:: Given records ::
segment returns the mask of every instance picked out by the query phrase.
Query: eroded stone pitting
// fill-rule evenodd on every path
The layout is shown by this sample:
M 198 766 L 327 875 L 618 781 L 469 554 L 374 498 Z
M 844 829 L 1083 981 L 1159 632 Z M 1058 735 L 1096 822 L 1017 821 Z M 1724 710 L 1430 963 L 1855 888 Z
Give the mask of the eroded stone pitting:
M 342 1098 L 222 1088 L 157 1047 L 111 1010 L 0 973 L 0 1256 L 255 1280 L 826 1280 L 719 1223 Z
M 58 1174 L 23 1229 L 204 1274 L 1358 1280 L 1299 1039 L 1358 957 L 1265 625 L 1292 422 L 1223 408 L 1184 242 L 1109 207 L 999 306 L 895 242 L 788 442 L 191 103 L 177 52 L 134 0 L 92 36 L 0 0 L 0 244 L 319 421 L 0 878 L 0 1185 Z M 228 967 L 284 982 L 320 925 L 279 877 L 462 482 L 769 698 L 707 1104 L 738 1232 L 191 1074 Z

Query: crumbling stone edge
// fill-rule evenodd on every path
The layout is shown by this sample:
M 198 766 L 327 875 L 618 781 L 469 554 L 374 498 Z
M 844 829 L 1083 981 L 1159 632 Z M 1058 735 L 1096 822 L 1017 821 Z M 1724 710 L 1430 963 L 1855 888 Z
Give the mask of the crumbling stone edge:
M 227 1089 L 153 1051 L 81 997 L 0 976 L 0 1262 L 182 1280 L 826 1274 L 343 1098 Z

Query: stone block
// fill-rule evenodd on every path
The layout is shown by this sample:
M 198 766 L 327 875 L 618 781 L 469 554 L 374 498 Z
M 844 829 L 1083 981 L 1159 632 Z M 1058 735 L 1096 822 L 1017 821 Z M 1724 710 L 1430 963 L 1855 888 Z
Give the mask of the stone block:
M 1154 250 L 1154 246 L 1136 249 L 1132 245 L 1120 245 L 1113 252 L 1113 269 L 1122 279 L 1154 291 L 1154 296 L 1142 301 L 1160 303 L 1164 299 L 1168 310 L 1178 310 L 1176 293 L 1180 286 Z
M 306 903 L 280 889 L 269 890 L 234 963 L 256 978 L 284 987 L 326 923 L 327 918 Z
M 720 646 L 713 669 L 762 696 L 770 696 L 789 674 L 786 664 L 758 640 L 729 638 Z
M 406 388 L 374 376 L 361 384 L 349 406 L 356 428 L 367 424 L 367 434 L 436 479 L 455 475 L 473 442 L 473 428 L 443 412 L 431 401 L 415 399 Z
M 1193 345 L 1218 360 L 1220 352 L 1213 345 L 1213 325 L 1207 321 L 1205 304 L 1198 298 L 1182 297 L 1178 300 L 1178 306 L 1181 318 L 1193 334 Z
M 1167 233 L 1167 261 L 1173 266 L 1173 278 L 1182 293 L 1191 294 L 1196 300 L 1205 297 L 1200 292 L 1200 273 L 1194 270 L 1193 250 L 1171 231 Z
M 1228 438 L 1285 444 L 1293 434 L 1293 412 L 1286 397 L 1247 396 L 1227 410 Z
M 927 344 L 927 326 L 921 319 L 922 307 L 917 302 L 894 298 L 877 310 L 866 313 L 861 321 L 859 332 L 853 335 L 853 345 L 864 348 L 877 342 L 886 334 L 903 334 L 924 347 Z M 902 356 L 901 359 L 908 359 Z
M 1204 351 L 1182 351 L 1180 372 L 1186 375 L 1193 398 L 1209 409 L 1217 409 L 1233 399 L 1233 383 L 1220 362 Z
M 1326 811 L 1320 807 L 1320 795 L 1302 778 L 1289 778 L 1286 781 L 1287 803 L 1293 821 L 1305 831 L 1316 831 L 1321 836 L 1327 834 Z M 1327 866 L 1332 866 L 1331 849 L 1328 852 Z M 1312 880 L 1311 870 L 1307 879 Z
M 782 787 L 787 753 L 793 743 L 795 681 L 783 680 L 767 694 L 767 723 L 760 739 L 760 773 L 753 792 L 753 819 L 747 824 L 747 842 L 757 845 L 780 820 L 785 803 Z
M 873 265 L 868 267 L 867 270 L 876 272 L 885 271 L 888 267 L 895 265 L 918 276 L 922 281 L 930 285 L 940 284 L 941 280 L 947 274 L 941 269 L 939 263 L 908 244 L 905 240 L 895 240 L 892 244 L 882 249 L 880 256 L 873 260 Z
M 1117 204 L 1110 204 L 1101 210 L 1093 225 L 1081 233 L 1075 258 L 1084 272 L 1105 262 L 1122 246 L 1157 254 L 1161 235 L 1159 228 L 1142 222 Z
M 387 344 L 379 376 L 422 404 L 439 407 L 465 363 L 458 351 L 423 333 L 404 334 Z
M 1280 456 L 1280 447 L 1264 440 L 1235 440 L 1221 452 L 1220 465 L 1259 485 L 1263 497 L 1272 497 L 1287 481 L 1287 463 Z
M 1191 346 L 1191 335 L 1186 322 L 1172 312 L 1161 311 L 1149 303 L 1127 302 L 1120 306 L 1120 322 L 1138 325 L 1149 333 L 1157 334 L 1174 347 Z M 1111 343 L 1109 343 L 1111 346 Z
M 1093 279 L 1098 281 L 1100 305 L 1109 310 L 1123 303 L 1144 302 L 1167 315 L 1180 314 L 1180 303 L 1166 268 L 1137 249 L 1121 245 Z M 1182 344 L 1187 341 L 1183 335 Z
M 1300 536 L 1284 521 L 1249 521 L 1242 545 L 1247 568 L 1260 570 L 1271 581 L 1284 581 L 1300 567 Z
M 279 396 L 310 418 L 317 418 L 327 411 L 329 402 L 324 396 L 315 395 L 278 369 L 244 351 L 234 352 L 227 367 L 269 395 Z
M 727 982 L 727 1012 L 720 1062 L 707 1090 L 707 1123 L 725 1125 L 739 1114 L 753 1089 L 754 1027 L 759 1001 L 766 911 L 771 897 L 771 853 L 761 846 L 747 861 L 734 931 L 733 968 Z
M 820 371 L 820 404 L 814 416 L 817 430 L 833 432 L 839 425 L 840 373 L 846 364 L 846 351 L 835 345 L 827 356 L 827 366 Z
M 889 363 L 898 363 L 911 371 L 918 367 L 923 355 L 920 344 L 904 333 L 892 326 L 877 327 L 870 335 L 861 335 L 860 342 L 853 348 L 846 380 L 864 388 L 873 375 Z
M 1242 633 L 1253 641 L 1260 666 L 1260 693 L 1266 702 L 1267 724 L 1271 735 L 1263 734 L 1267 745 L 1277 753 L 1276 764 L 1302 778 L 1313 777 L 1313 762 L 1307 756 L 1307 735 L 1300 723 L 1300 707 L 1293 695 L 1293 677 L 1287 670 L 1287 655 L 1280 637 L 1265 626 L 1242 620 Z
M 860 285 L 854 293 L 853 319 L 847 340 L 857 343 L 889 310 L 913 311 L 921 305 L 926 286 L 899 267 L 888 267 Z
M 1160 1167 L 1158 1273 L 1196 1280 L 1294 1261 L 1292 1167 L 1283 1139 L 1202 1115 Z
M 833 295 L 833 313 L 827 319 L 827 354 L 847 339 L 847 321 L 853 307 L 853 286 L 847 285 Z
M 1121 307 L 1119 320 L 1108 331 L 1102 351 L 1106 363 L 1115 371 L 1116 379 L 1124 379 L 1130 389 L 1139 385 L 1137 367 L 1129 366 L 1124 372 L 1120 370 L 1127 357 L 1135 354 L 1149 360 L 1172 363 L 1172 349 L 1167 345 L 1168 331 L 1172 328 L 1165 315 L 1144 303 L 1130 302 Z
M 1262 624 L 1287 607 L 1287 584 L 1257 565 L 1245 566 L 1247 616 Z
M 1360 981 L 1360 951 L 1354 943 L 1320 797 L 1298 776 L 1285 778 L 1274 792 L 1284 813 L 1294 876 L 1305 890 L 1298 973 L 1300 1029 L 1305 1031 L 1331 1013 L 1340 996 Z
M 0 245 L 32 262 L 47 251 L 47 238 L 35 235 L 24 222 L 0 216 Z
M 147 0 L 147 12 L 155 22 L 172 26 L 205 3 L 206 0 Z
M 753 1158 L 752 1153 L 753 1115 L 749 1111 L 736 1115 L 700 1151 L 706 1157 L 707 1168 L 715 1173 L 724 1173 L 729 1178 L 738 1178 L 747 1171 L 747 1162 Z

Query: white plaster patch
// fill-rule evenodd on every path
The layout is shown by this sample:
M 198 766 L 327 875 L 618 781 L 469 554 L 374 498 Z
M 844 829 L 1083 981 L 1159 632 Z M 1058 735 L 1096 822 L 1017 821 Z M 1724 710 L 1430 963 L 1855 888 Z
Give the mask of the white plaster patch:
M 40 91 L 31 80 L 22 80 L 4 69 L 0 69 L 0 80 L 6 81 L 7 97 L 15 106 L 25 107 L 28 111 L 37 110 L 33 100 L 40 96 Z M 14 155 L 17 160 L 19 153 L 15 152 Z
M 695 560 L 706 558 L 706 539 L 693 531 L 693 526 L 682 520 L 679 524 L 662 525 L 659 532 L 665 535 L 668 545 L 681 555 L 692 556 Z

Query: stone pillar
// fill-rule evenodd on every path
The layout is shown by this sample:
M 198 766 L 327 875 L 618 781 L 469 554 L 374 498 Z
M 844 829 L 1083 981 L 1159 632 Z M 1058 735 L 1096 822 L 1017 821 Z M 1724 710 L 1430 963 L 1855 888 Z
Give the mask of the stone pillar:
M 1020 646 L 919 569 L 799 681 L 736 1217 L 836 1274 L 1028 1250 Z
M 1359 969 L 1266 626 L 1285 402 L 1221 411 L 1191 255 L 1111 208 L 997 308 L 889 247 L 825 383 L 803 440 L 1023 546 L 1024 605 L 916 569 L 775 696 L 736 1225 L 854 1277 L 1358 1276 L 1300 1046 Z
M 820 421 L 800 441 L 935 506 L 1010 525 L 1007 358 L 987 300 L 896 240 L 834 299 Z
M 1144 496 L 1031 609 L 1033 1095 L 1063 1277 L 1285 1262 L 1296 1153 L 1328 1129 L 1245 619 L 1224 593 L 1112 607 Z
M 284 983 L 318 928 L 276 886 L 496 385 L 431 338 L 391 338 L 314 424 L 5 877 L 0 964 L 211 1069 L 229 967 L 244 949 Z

:: Task ::
Output exactly the lines between the one containing "Query: white plaster patch" and the final line above, both inclusive.

:: Expected answer ::
Query: white plaster patch
// fill-rule evenodd on every path
The layout is shown by this sample:
M 198 766 L 327 875 L 618 781 L 469 554 L 374 498 Z
M 844 829 L 1083 981 L 1159 632 Z M 1058 735 L 1096 822 L 1017 821 Z M 1724 710 L 1430 963 L 1855 888 Z
Give the mask of the white plaster patch:
M 40 91 L 31 80 L 22 80 L 4 69 L 0 69 L 0 80 L 6 81 L 7 97 L 15 106 L 25 107 L 28 111 L 37 110 L 33 100 L 40 96 Z M 14 155 L 17 160 L 19 153 L 15 152 Z
M 695 560 L 706 558 L 706 539 L 693 531 L 693 526 L 682 520 L 679 524 L 662 525 L 659 532 L 665 535 L 668 545 L 681 555 L 692 556 Z

Query: stone pillar
// fill-rule evenodd on every path
The layout is shown by this sample:
M 198 766 L 327 875 L 618 781 L 469 554 L 374 498 Z
M 844 829 L 1083 981 L 1159 632 Z M 1058 735 L 1096 822 L 1017 821 Z M 1724 710 L 1430 963 L 1855 888 Z
Give the mask of the stone pillar:
M 1020 646 L 919 569 L 799 681 L 736 1217 L 836 1274 L 1028 1250 Z
M 1359 969 L 1266 626 L 1285 402 L 1221 411 L 1191 255 L 1111 208 L 997 308 L 889 247 L 825 383 L 803 440 L 1023 546 L 1024 605 L 916 569 L 775 696 L 736 1225 L 854 1277 L 1358 1276 L 1300 1046 Z
M 820 421 L 800 441 L 935 506 L 1010 525 L 1007 358 L 987 300 L 896 240 L 834 299 Z
M 1144 496 L 1031 609 L 1033 1095 L 1063 1277 L 1285 1262 L 1296 1153 L 1328 1129 L 1245 619 L 1224 593 L 1112 607 Z
M 284 983 L 318 928 L 276 886 L 496 385 L 431 338 L 391 338 L 314 424 L 5 877 L 0 964 L 211 1069 L 229 967 L 244 949 Z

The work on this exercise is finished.